Exercise instructions – Entries follow. Set all of them down as they stand.

------ Supplied material ------

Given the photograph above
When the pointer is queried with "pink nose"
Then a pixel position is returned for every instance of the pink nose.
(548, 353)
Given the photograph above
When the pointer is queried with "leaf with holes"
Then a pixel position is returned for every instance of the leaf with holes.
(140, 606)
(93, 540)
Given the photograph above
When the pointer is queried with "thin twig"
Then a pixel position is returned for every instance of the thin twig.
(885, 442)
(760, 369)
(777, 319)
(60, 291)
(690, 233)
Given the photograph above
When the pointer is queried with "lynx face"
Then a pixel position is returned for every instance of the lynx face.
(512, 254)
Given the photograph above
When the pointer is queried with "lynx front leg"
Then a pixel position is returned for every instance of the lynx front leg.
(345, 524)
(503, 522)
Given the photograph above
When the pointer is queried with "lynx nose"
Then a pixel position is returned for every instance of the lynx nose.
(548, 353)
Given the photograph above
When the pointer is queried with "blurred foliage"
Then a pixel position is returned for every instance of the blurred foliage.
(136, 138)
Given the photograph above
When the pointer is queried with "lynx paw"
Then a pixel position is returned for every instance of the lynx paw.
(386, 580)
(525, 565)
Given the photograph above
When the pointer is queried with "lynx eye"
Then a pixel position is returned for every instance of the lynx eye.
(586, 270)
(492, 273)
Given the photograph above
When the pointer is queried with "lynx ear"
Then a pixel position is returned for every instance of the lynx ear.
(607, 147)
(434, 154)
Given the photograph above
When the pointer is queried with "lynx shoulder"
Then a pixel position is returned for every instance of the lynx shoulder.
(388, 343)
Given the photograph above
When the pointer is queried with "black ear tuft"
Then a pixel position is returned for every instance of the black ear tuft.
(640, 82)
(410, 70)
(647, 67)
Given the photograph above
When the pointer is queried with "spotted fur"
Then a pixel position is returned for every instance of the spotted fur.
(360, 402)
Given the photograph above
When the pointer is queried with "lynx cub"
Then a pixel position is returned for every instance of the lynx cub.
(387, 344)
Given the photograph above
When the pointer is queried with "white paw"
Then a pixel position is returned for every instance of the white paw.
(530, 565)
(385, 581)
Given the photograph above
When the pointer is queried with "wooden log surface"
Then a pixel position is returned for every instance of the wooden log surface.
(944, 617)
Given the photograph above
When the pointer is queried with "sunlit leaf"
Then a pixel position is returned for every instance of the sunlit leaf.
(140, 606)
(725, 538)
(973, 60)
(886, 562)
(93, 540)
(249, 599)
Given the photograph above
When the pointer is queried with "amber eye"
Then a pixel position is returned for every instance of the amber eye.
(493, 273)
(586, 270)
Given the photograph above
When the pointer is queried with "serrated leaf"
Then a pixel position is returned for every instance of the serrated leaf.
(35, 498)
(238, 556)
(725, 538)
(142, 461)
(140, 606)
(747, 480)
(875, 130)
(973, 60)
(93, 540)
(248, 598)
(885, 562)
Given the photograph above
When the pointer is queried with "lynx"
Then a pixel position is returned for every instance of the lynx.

------

Correct output –
Given the photograph above
When the pointer is queried with "pink nose"
Then a pixel position is returned for every instance of the pink nose.
(548, 353)
Given the photograph above
When the pointer is queried with "leaf with holes"
Then a pixel position is returned for every instance of the leaf with holes.
(140, 606)
(93, 540)
Given the photograph above
When the pointer is queried with "thin twig"
Then a pixel position is returned for every instance of the thin twig.
(885, 442)
(760, 369)
(777, 319)
(60, 291)
(690, 233)
Given the photograph above
When the pointer is queried with "lynx face"
Then a pixel position is returned for every instance of the lynx face.
(512, 254)
Given the photograph above
When the pointer is queried with "lynx front leg"
Then a pixel position is returned for every instance of the lynx front leg.
(345, 524)
(503, 522)
Given the photograph above
When the pointer is queried with "lynx nose"
Then a pixel position is returned for every instance of the lynx nose.
(548, 353)
Given the photograph above
When the pointer is queried with "blurred foliage"
Then a pixel position is returned for every instance of the blurred foliage.
(136, 138)
Given the photograph above
When the pointer is queried with "lynx paw"
Then a pixel position is returned for every instance of the lynx paw.
(386, 580)
(525, 565)
Given the photograph above
When the pointer is queried with "lynx eye"
Then a pixel position is returned for every instance of the lynx eye.
(586, 270)
(492, 273)
Given the photograph above
When the pointer is queried with "lynx ear"
Then a pixel position is returned for every instance of the lynx ear.
(607, 147)
(434, 154)
Given the photograph above
When the pointer is queried with "lynx shoulder"
Then a pixel position is returned for every instance of the lynx shoulder.
(388, 343)
Given the photograph above
When the pointer is queried with "black ear tuft"
Then a pixel position is returned for every instance of the black ear tuft.
(640, 82)
(410, 70)
(647, 67)
Given the photograph above
When the pointer is queried with "spotted fur"
Then a pixel position is returned for every instance of the spotted fur.
(360, 402)
Given the photograph above
When the pointer is queried with "lynx cub"
Then a pixel position is returned for every instance of the lynx cub.
(387, 344)
Given the photograph above
When the pointer is queried with "white paw"
Then a pixel position is returned for every instance of the white paw.
(530, 565)
(385, 581)
Given the photograph above
When the pointer is queried with "wooden log surface"
Then a pixel position is returned for every instance of the wooden log surface.
(944, 617)
Given the photograph above
When the pointer is queried with "sunlit leaf"
Then a pixel position is returned for every instance of the sunlit leaf.
(140, 606)
(725, 538)
(973, 60)
(886, 562)
(93, 540)
(249, 599)
Given the photograph above
When the pointer is queried with "amber eye"
Then a pixel position is returned for every instance of the amber eye.
(493, 273)
(586, 270)
Given the photograph above
When the pointer is queried with "serrated leaf"
Then a pixel position is returned for every instance of the serrated leaf.
(35, 498)
(238, 556)
(725, 538)
(142, 461)
(140, 606)
(747, 480)
(875, 130)
(973, 60)
(93, 540)
(248, 598)
(885, 562)
Given the photograph above
When the pointer is queried with "lynx"
Then a pixel position is returned for every instance of the lynx.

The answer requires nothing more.